------ Exercise data ------
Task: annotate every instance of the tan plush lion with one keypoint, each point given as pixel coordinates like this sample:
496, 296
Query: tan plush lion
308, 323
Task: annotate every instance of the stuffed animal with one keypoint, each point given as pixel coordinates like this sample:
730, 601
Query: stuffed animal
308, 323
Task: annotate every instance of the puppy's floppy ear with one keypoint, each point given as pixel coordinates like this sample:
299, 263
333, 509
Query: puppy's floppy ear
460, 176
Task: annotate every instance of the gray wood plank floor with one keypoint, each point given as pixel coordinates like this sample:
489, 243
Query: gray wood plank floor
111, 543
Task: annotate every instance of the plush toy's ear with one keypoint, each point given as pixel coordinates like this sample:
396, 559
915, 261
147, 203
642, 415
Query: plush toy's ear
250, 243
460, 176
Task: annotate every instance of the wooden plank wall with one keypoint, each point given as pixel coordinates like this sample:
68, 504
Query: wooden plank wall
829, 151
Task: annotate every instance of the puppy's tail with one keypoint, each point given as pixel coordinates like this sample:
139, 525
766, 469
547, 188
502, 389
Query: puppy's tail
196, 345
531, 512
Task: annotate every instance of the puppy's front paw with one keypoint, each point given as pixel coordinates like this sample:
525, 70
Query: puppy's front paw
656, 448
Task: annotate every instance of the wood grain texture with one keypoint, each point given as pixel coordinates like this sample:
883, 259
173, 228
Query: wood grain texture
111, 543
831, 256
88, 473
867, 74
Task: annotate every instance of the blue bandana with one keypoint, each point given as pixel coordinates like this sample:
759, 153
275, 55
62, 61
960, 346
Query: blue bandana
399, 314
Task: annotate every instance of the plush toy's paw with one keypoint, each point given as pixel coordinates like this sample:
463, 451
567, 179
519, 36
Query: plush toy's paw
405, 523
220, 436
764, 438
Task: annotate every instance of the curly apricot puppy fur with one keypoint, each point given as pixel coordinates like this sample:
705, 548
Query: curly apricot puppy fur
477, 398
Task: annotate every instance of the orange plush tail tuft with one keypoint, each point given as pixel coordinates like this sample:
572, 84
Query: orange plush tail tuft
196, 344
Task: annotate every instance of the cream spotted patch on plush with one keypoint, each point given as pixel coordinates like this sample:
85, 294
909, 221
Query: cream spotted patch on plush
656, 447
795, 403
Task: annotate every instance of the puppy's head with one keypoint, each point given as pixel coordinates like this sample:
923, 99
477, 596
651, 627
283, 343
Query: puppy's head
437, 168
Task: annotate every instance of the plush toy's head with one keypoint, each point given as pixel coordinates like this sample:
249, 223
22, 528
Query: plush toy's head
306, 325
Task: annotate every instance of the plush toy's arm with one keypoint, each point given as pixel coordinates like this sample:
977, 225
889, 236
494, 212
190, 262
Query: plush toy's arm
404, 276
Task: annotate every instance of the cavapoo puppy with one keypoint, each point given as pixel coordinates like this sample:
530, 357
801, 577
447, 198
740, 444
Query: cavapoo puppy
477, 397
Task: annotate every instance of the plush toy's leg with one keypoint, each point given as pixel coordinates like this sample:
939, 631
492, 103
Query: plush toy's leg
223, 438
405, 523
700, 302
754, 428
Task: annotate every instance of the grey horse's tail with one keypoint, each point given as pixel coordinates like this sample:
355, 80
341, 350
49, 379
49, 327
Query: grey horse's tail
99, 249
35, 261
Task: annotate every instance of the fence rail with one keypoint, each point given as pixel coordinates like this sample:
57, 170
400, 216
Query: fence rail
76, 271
------
● The problem
Above are some records; extract every one of them exactly.

● Exercise solution
Task: annotate every instance of the tan plush lion with one keypoint, each point given as pixel coordinates like this sample:
496, 296
Query: tan plush lion
308, 323
Task: annotate every instance of the stuffed animal with one keypoint, each point given as pixel coordinates like this sample:
730, 601
Query: stuffed animal
308, 323
Task: annotate every instance of the puppy's floppy ear with one keypoint, each point given as pixel coordinates like this sample:
299, 263
333, 509
Query: puppy's floppy ear
460, 176
Task: annotate every instance of the gray wood plank floor with one keypoint, each point given as pixel coordinates like this sample:
489, 243
Query: gray wood plank floor
111, 543
Task: annotate every instance of the plush toy's ear with one keypoint, each point given as pixel coordinates like this sample:
396, 559
915, 261
147, 203
642, 415
Query: plush toy's ear
250, 243
460, 176
Task: annotate every instance of the wooden plank wall with one keypoint, each point given as pixel coordinates like this sample:
68, 504
Query: wooden plank wall
829, 151
Task: annotate every instance of the puppy's tail with one keypoint, each point given as pixel coordinates like this sample:
139, 525
766, 469
547, 188
502, 389
Query: puppy's tail
196, 345
531, 512
Task: annotate every instance of the puppy's front paw with one keypoint, each point given as pixel coordinates like this sample:
525, 70
Query: puppy's front paw
656, 448
Task: annotate every instance of the wood grain texture with one keypoint, each point given as pixel coordinates like this sample:
883, 259
173, 228
Query: wood grain texture
111, 543
831, 256
88, 473
867, 74
Task: annotate every instance of the blue bandana with one keypoint, each point given as pixel coordinates like this sample:
759, 153
275, 55
62, 61
960, 346
Query: blue bandana
399, 314
Task: annotate every instance of the plush toy's paw with one keypoint, each point given as pixel coordinates like this sample:
463, 451
567, 179
519, 36
Query: plush toy's paw
405, 523
220, 436
764, 438
Task: annotate every instance of the curly apricot puppy fur with one keypoint, each point given as pixel coordinates like this sample:
705, 548
Query: curly apricot puppy fur
477, 398
Task: annotate every instance of the orange plush tail tuft with one keypoint, each point given as pixel coordinates like this sample:
572, 84
Query: orange plush tail tuft
196, 344
Task: annotate every instance of the cream spotted patch on plush with one keypoint, each point given as pixel coordinates like this sample:
85, 294
909, 221
Query: cream spotted patch on plush
656, 447
795, 403
Task: annotate every instance of the puppy's head with one keypoint, each point given as pixel coordinates like this sample:
923, 99
477, 596
651, 627
283, 343
Query: puppy's head
437, 168
Task: annotate every instance of the plush toy's head with one keypoint, each point given as pixel coordinates like this sample:
249, 223
22, 528
Query: plush toy's head
306, 325
Task: annotate every instance of the plush toy's arm with one keypoint, each point given as pixel coordinates like this sample:
977, 225
889, 236
494, 212
190, 262
Query: plush toy's arm
404, 276
Task: annotate every instance of the cavapoo puppy with one keypoint, each point given as pixel coordinates like this sample:
530, 357
801, 577
447, 198
740, 444
Query: cavapoo puppy
477, 397
Task: annotate every instance of the plush toy's leg with one keypoint, each point given as pixel coordinates like this sample:
939, 631
492, 103
Query: plush toy's leg
223, 438
405, 523
700, 302
754, 428
Task: annotate every instance of the grey horse's tail with one keypoint, each point given as pixel coordinates like this sample:
355, 80
341, 350
49, 379
49, 327
Query: grey horse's tail
99, 249
35, 261
Task: annotate every instance of the fence rail with one keypoint, each point given as pixel coordinates like this sample:
57, 170
400, 216
Query: fence rail
76, 271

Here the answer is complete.